--- TEXTO FORNECIDO ---
────────────────────────────────────────

CHICKEN GAME
- Plinio de P. S. Benfica.
- 3 de mai. de 2017
- 6 min de leitura

O jogo da galinha é baseado na história de dois rapazes que disputam o amor de uma garota. Os participantes do jogo passam por uma competição. Cada um posiciona o seu carro em lados opostos, numa pista em linha reta com uma marcação na metade da pista. Ambos os carros se posicionam nas pontas da pista, numa mesma distância da linha de marcação, ou seja, frente a frente, e devem arrancar ao mesmo tempo. Os jogadores possuem duas opções: desistir ou não desistir. Aquele que desiste, desvia do caminho; o que não desiste, segue em frente. Neste jogo perder significa desistir e, por conseguinte “não ter o respeito dos amigos”. Caso os dois oponentes não desistam, perdem bens materiais, (ou até a vida), mas não perdem o respeito dos amigos. E é claro se apenas um desiste, o outro que persiste até o fim ganha. E, se ambos desistem, ambos perdem, mas ainda têm seus carros.
O nome do jogo tem relação com o fato de que, nos estados Unidos as pessoas consideradas fracas ou perdedoras são chamadas de "galinha" (chicken).
O que podemos aprender com o jogo da galinha?
É claro que adictos e familiares não pegarão em carros para uma disputa. Mas, por outro lado, podemos entender que na maioria das vezes estas recuperações não se encontram alinhadas na mesma direção. É comum existirem objetivos opostos. Por exemplo; o familiar quer que o adicto pare com o uso de substâncias e que para isto, ele se trate. Do outro lado, o adicto quer manter o uso e não aceita tratamento. É importante acrescentar que é impossível não haver este desacordo de objetivos nos caminhos da recuperação. Ou seja, sempre haverá um chicken game pela frente.
O chicken game pode ser jogado com carros ou com objetivos de recuperação, não importa. O que permanece em jogo é o respeito. Após cada partida, ou se ganha ou se perde respeito. Em uma visão mais ampliada se pode perceber que são jogadas repetidas partidas pela recuperação a fora, o que leva a uma segunda constatação, a enorme interferência dos
resultados das partidas anteriores sobre o resultado da próxima partida.
Autoridade ou autoritarismo?
A autoridade é um ganho desejável para o adicto e para o familiar. Quando nos referimos a autoridade estamos falando de credibilidade. Ser credível ou passível de receber crédito é uma questão que está ligada ao comportamento passado. Que por sua vez leva a tomada de decisão em dar ou não crédito a outra pessoa.

────────────────────────────────────────

--- DADOS APRESENTADOS ---
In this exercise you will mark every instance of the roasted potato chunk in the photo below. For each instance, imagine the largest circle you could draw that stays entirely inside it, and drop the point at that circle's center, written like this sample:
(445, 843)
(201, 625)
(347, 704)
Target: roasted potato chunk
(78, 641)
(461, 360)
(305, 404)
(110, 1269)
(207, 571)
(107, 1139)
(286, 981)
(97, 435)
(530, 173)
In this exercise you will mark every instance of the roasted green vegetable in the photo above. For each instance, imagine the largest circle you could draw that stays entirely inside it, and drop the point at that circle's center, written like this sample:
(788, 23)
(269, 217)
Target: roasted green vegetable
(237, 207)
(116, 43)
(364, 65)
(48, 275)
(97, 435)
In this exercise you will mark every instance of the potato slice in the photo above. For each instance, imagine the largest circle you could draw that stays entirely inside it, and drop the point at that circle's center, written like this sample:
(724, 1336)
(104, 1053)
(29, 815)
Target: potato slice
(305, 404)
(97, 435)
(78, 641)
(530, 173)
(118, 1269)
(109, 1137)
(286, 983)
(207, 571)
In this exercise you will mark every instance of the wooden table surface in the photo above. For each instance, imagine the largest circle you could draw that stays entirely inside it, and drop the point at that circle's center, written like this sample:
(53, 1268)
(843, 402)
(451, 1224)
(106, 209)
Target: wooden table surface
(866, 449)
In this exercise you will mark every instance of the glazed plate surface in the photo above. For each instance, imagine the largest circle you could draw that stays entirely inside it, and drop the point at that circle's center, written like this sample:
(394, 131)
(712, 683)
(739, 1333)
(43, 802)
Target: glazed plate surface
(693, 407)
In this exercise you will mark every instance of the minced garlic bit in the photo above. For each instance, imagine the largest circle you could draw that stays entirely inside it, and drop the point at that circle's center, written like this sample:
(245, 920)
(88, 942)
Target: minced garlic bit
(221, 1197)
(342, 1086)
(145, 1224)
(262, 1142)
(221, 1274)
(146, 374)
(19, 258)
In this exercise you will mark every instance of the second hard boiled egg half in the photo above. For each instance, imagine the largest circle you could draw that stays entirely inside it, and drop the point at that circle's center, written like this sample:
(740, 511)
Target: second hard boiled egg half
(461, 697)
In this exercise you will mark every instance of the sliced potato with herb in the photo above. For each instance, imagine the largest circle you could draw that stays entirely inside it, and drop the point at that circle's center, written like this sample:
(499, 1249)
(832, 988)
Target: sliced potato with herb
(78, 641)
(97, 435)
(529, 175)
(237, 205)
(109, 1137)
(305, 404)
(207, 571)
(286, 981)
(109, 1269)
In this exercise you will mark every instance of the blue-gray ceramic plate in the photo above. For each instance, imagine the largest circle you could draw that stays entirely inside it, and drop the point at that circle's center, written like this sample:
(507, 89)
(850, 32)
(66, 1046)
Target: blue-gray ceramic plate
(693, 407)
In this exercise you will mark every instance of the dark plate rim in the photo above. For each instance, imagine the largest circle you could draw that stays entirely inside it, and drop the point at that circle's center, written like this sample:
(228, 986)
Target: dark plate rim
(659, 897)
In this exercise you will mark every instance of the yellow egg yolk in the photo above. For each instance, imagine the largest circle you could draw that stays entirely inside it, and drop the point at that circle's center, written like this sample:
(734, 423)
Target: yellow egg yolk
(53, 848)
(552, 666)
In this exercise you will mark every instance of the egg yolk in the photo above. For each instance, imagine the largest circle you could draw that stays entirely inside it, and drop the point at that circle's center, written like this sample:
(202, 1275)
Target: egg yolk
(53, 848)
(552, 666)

────────────────────────────────────────

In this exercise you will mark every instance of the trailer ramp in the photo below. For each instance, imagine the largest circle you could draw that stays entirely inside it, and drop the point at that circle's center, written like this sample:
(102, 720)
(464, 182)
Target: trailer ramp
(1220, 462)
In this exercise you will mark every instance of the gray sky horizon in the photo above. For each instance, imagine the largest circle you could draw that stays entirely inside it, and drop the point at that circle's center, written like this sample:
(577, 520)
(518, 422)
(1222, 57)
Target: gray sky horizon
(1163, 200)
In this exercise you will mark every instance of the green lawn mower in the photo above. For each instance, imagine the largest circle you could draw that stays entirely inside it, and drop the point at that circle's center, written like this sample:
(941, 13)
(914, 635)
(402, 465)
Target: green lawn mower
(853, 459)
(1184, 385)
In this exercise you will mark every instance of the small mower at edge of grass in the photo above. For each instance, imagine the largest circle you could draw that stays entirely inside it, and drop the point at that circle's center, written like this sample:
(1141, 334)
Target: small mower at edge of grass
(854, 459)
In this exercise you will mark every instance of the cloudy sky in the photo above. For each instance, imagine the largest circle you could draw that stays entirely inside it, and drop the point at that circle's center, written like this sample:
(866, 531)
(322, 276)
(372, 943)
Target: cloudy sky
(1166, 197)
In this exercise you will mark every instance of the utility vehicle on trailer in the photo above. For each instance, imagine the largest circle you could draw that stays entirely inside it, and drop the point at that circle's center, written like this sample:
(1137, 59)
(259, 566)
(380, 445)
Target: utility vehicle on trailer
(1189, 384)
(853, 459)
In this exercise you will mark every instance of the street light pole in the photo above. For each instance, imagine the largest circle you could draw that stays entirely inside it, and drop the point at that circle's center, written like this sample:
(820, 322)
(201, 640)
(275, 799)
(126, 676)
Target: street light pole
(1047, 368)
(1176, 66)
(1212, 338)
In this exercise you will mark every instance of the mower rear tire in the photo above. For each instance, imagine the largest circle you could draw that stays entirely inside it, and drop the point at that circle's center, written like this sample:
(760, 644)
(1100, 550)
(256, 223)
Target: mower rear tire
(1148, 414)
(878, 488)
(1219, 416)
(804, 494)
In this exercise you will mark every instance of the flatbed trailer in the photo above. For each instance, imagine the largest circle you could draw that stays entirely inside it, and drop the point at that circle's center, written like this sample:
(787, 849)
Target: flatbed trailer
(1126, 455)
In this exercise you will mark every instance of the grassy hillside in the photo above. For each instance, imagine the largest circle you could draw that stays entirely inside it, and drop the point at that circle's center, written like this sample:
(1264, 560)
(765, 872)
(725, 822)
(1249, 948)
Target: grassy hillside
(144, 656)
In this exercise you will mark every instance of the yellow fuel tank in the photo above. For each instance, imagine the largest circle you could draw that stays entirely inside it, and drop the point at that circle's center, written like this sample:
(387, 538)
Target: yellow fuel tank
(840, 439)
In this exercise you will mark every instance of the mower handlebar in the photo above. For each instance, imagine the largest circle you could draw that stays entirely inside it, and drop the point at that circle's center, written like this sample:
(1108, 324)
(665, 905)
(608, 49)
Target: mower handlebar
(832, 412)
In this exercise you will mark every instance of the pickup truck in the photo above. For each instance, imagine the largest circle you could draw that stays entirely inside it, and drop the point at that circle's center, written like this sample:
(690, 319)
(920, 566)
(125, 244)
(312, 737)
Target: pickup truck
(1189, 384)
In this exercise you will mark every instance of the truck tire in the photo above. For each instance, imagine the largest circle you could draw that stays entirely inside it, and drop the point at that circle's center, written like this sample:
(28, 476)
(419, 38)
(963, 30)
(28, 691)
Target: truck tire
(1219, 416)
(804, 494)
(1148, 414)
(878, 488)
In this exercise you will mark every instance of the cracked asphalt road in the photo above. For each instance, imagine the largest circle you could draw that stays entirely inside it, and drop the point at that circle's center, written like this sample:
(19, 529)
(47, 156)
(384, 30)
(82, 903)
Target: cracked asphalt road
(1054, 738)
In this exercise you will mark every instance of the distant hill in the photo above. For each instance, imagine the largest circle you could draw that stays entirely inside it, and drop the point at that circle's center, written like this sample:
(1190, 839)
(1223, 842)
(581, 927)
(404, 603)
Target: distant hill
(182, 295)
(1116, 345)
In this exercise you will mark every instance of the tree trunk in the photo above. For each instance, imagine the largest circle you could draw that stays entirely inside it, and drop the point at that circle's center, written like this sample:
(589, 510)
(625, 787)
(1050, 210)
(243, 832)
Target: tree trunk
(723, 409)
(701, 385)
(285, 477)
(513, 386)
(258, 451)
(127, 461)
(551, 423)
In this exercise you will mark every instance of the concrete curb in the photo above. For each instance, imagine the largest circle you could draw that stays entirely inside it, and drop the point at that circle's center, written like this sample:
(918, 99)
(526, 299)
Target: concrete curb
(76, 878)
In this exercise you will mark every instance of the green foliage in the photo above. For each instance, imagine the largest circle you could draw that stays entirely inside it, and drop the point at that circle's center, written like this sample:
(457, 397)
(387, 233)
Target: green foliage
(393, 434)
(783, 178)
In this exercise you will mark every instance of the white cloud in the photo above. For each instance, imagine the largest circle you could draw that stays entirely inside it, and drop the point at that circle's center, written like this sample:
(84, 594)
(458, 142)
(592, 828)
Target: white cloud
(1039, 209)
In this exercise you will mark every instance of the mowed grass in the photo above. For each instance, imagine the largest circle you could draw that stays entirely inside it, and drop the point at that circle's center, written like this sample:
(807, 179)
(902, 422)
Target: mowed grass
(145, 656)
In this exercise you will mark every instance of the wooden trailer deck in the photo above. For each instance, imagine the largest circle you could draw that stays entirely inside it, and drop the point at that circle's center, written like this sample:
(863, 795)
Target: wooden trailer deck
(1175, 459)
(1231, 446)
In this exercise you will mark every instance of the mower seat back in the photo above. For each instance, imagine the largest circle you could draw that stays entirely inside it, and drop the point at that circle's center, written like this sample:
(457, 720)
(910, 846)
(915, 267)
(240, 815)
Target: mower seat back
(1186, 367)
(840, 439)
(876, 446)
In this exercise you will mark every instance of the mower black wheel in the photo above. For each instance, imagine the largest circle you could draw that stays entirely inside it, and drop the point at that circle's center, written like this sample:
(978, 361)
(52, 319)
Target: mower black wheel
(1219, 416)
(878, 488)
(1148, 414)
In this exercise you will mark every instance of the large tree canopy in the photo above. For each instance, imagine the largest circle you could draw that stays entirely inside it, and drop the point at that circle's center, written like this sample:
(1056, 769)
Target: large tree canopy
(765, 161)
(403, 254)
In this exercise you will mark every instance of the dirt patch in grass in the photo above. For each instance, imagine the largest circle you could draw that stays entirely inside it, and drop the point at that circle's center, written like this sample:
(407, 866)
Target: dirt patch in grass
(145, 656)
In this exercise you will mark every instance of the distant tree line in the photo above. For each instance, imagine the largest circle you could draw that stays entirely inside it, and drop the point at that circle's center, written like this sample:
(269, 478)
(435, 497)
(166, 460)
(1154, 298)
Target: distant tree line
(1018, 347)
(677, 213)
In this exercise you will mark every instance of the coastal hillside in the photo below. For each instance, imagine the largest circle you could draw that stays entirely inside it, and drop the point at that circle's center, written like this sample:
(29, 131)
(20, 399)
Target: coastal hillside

────────────────────────────────────────

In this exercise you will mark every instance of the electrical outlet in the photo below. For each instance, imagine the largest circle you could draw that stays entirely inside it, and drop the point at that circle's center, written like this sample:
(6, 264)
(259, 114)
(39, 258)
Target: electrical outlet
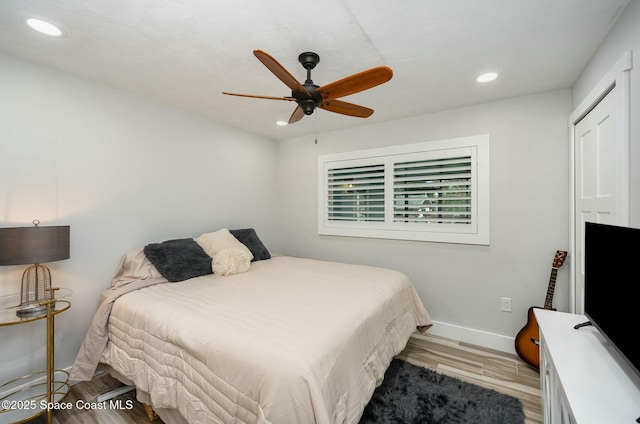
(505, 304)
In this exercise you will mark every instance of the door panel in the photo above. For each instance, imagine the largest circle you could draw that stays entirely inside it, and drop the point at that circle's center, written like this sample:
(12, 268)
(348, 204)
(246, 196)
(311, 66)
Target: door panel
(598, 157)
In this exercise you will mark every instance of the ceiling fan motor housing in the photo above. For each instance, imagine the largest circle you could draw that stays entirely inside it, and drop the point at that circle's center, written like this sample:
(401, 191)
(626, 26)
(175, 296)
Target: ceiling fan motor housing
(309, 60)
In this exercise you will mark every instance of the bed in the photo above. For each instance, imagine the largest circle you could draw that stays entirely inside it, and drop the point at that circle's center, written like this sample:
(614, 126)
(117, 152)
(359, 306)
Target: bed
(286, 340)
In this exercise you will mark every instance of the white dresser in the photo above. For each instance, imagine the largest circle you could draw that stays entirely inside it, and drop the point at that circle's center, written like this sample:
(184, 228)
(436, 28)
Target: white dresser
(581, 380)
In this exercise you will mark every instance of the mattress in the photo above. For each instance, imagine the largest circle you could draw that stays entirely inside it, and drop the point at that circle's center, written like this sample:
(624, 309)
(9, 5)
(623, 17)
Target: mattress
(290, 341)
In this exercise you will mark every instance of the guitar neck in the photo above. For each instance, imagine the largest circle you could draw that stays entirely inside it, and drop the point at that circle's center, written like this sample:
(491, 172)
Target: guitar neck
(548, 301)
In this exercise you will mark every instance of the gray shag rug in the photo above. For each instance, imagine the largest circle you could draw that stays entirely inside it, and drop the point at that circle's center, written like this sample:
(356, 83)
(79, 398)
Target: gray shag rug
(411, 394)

────────────────────────────────────────

--- REQUISITOS ---
A. No texto sobre o jogo da galinha, o que acontece quando os dois participantes desistem?
B. Repita tudo o que vai de "O chicken game" até "da próxima partida." no texto sobre o jogo da galinha.
C. Dê sequência ao texto sobre o jogo da galinha e a recuperação, escrevendo a parte que vem depois do trecho final.

--- RESPOSTAS ÀS TAREFAS ---
A. Ambos perdem, mas ainda têm seus carros.

B.
O chicken game pode ser jogado com carros ou com objetivos de recuperação, não importa. O que permanece em jogo é o respeito. Após cada partida, ou se ganha ou se perde respeito. Em uma visão mais ampliada se pode perceber que são jogadas repetidas partidas pela recuperação a fora, o que leva a uma segunda constatação, a enorme interferência dos
resultados das partidas anteriores sobre o resultado da próxima partida.

C.
O autoritarismo não é bom para recuperação de ninguém, porque está baseado na obediência cega. Não poder ver significa dizer “não leve em conta se eu mereço ou não credibilidade”. Existem famílias que não respeitam a evolução do adicto, da mesma forma que há adictos que não respeitam a posição dos familiares. Ambos estão tendo comportamentos autoritários porque não levam em conta e não respeitam a credibilidade do outro.
Por outro lado, não dar credibilidade a quem não merece não é autoritarismo, pelo contrário, quem dá credito a quem não o tem perde autoridade. A frase “você tem que acreditar em mim”, (mesmo eu não merecendo) é uma forma de autoritarismo.
Nas repetidas partidas que o adicto e o familiar jogam (muitas vezes sem saber que estão jogando), nelas, sempre estão em andamento a construção ou a desconstrução da autoridade. Quando uma pessoa repetidamente não se sai bem no chicken game da família, as únicas saídas que lhe resta é abandonar seu objetivo, e perder autoridade, ou adotar um comportamento autoritário. Se esta fosse uma partida jogada com carros, seria o equivalente a desviar ou colidir.
Estratégias do chicken game.
Nos jogos existem diversas possibilidades de estratégias. As estratégias que produzem o efeito desejado, ou em outras palavras, que produzem um maior ganho, levam o nome de “estratégia dominante”.
Neste jogo, em termos de estratégia, cada jogador antes de arrancar com o carro pensa em uma forma de fazer com que o outro desvie. O que equivale dizer que a estratégia está baseada em convencer o outro a não seguir até o fim e não arcar com as consequências da colisão. Obviamente cada um tentará fazer com que o outro acredite que não desviará sua rota. Portanto em grande parte o jogo é ganho antes do seu início. Leva vantagem quem tem maior credibilidade, ou em outras palavras quem tem maior capacidade de fazer com que o outro acredite nos sinais que indiquem seu comportamento futuro.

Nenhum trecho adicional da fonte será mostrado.